Task instructions: Print all of the items below line for line without changing anything, and leave the pictures out of your answer.

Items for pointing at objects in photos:
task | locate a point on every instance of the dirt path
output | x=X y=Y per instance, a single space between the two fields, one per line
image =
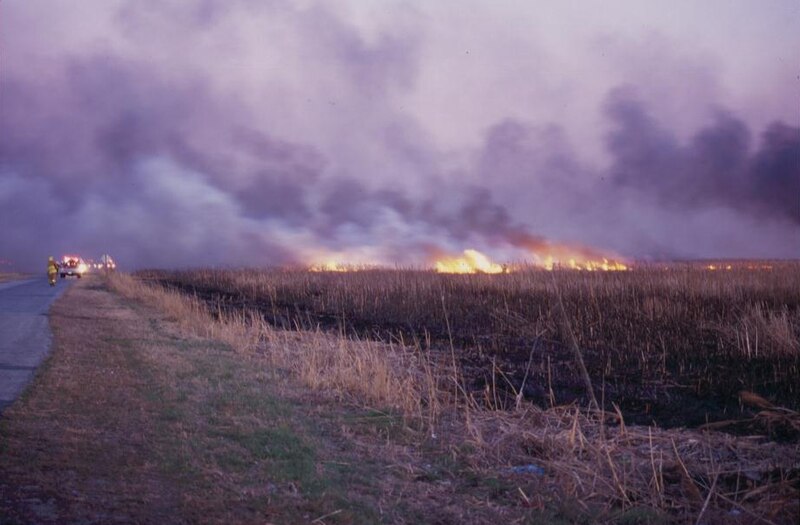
x=130 y=422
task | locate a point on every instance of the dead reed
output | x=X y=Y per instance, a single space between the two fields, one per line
x=614 y=471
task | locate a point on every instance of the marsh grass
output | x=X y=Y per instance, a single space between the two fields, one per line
x=596 y=467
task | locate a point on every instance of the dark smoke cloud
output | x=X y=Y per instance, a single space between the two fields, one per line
x=717 y=166
x=163 y=163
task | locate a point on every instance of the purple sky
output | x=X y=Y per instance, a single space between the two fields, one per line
x=251 y=132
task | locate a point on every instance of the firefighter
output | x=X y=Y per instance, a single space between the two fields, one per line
x=52 y=270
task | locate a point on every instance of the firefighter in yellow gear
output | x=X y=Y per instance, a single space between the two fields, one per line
x=52 y=270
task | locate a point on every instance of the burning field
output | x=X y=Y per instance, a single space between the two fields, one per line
x=656 y=393
x=676 y=345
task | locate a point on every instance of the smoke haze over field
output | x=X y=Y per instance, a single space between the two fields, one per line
x=243 y=132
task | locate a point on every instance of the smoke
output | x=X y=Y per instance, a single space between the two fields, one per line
x=718 y=166
x=242 y=133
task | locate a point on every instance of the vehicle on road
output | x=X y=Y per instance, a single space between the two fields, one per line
x=72 y=265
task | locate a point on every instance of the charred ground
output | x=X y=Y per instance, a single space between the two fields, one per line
x=669 y=345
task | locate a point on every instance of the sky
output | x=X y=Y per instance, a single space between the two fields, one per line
x=176 y=133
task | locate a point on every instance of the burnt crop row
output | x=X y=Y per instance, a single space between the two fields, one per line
x=673 y=346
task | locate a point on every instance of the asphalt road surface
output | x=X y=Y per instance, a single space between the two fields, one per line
x=24 y=332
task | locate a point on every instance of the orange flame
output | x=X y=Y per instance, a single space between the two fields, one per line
x=564 y=256
x=472 y=261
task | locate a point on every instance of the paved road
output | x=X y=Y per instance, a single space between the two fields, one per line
x=24 y=332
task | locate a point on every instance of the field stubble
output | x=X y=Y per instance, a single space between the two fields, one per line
x=673 y=346
x=593 y=463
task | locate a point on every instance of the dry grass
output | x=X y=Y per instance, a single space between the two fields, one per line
x=595 y=467
x=681 y=329
x=13 y=276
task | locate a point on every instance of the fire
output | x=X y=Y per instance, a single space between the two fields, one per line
x=329 y=266
x=472 y=261
x=552 y=256
x=604 y=264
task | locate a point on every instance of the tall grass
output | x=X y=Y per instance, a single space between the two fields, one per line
x=613 y=473
x=709 y=333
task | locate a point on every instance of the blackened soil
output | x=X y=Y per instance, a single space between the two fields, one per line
x=659 y=389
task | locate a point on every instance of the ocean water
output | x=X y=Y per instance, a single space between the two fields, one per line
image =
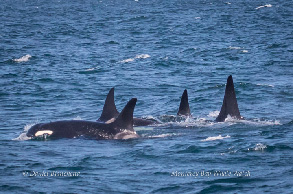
x=58 y=60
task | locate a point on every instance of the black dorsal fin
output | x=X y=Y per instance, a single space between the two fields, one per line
x=230 y=106
x=125 y=118
x=184 y=105
x=109 y=109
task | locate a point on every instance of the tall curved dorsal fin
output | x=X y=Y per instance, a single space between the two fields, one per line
x=125 y=118
x=184 y=105
x=109 y=109
x=230 y=106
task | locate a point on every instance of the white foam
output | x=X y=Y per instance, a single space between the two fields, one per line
x=234 y=47
x=141 y=56
x=127 y=60
x=40 y=133
x=263 y=6
x=265 y=85
x=77 y=118
x=258 y=147
x=215 y=138
x=23 y=59
x=22 y=137
x=163 y=135
x=90 y=69
x=214 y=114
x=126 y=134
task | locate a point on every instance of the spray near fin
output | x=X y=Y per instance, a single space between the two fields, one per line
x=125 y=118
x=109 y=109
x=230 y=106
x=184 y=105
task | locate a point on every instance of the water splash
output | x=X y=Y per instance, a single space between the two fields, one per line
x=23 y=59
x=263 y=6
x=141 y=56
x=215 y=138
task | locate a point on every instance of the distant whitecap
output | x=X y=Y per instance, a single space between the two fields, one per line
x=141 y=56
x=23 y=59
x=215 y=138
x=263 y=6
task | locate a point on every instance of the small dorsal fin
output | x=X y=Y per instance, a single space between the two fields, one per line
x=184 y=105
x=125 y=118
x=230 y=106
x=109 y=109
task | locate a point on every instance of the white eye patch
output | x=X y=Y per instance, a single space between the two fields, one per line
x=39 y=133
x=110 y=121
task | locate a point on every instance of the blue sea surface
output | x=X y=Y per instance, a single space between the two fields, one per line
x=58 y=60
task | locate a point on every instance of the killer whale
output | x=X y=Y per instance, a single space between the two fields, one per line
x=121 y=128
x=110 y=113
x=230 y=105
x=184 y=109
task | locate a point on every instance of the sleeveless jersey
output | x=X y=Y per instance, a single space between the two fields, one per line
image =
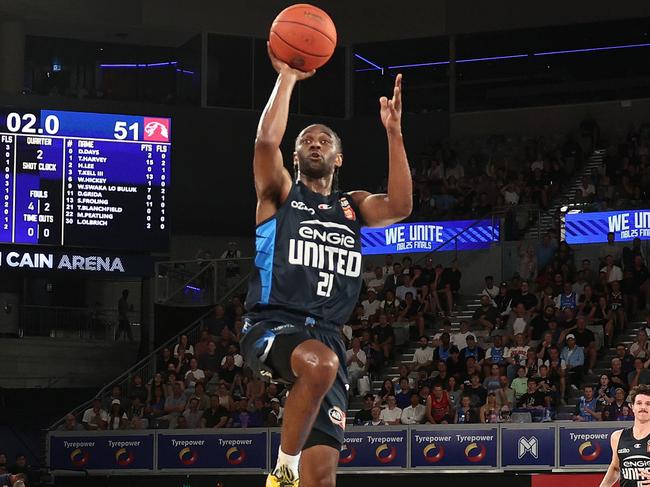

Result below:
task | locate a point on every instance of the dirt path
output | x=X y=Y per instance, a single space between the two fields, one per line
image =
x=130 y=422
task | locate a point on every instance of the dead reed
output | x=X y=Y per instance, a single space between the two fields, one per line
x=614 y=471
task | locate a point on every instance of the marsh grass
output | x=X y=Y per instance, a single space between the two fields, one per line
x=596 y=467
task | locate a point on every instance of the dark smoke cloud
output | x=X y=Y per instance, a single space between the two fields, one per line
x=717 y=166
x=163 y=163
task | locate a point on every instance of the purple sky
output | x=X y=Y per instance, a single space between the two fields, one per line
x=251 y=132
task | locate a point on every instance of the firefighter
output | x=X y=Y per instance, a single space between the two fields, one per line
x=52 y=270
task | locate a point on every instance of the firefighter in yellow gear
output | x=X y=Y per instance, a single space between the two fields, one per line
x=52 y=270
task | locate a point on every instance of the burning field
output | x=X y=Y per instance, a single space between the two fields, one per line
x=656 y=393
x=676 y=345
task | locate a point on every instance of the smoke haze over field
output | x=X y=Y per instance, a single space between the two fields, one per line
x=243 y=132
task | locate a point on every instance of the smoke
output | x=X y=Y per instance, a single space between the two fields, one per line
x=718 y=166
x=242 y=133
task | locate a point on every instance of the vehicle on road
output | x=X y=Y per instance, a single space between the two fields, one per line
x=72 y=265
task | locate a point on every instance of the charred ground
output | x=X y=Y per instance, a single space between the two fields, one per line
x=669 y=345
task | locate a point on every instance of the sky
output | x=X y=Y per instance, a single space between the two fields, one per line
x=176 y=133
task | locate a point on every instance of the burnt crop row
output | x=X y=Y per instance, a single space between the two fields, one per line
x=673 y=346
task | locate a point on every instance of the asphalt road surface
output | x=X y=Y per instance, a single space between the two fields, one per line
x=24 y=332
task | locate a point on every instance of the orange flame
output | x=X y=Y per instance, a single space between the two fields, one per line
x=564 y=256
x=472 y=261
task | locate a point on every instance of the paved road
output | x=X y=Y per instance, a single space between the two fields, one per line
x=24 y=332
task | locate a point on every instance of the field stubble
output | x=X y=Y per instance, a single space between the two fields, one per line
x=673 y=346
x=593 y=463
task | locate a point on every instance of the dry grass
output | x=X y=Y per instance, a single space between the two fields, one per line
x=595 y=467
x=681 y=329
x=13 y=276
task | locate a point on every instance of the fire
output | x=X y=Y per instance, a single space between the two fields, one per line
x=329 y=266
x=472 y=261
x=552 y=256
x=604 y=264
task | locate a point on every instance of the tall grass
output | x=X y=Y per instance, a single space between the two fields, one per line
x=613 y=473
x=709 y=333
task | locate a point on every instance of the blackened soil
output | x=X y=Y per instance, a single space between the two fields, one per line
x=659 y=389
task | locate a point on every instance of the ocean water
output | x=X y=Y per instance, a single space between the two fields, one per line
image =
x=58 y=60
task | locate a point on every instance of the black dorsal fin
output | x=X y=Y per instance, a single space between the two fields, one per line
x=230 y=106
x=125 y=118
x=184 y=105
x=109 y=109
task | locate a point on every instance of the tall curved dorsal fin
output | x=X y=Y per instance, a single space between the two fields, one per line
x=125 y=118
x=184 y=105
x=109 y=109
x=230 y=106
task | locate a point on every instance of the white foam
output | x=X y=Y per instance, a single space between the two fields, one per line
x=234 y=47
x=141 y=56
x=127 y=60
x=40 y=133
x=263 y=6
x=265 y=85
x=77 y=118
x=258 y=147
x=215 y=138
x=23 y=59
x=22 y=137
x=163 y=135
x=90 y=69
x=214 y=114
x=126 y=134
task | locate a point on every instance of the spray near fin
output | x=X y=Y per instance, a single space between the two fields, one per line
x=125 y=118
x=109 y=109
x=230 y=106
x=184 y=105
task | locate a point on every instance of the water splash
output | x=X y=Y per instance, a single space between the two fields, one per line
x=23 y=59
x=263 y=6
x=141 y=56
x=215 y=138
task | locate a point on every instance of the distant whitecap
output | x=X y=Y per instance, a single space between the two fields, one per line
x=141 y=56
x=23 y=59
x=215 y=138
x=263 y=6
task | locate a point on every instance of the small dorsal fin
output | x=X y=Y per instance, a single space between the two fields, one per line
x=184 y=105
x=125 y=118
x=230 y=106
x=109 y=109
task | locate a point on every instance of the white eye patch
output | x=X y=Y per instance, a single space between the two fields, one per line
x=39 y=133
x=110 y=121
task | locate a point on every instance of the blue sea surface
output | x=X y=Y per instance, a single space between the two fields, one per line
x=58 y=60
task | locate a point on every instance of the killer whale
output | x=X y=Y per instance, a single space between the two fields, one per line
x=121 y=128
x=110 y=113
x=230 y=105
x=184 y=109
task | locate a point on every instance of the sleeveless jersey
output | x=X y=Y per instance, a single space between the two fields, one per line
image =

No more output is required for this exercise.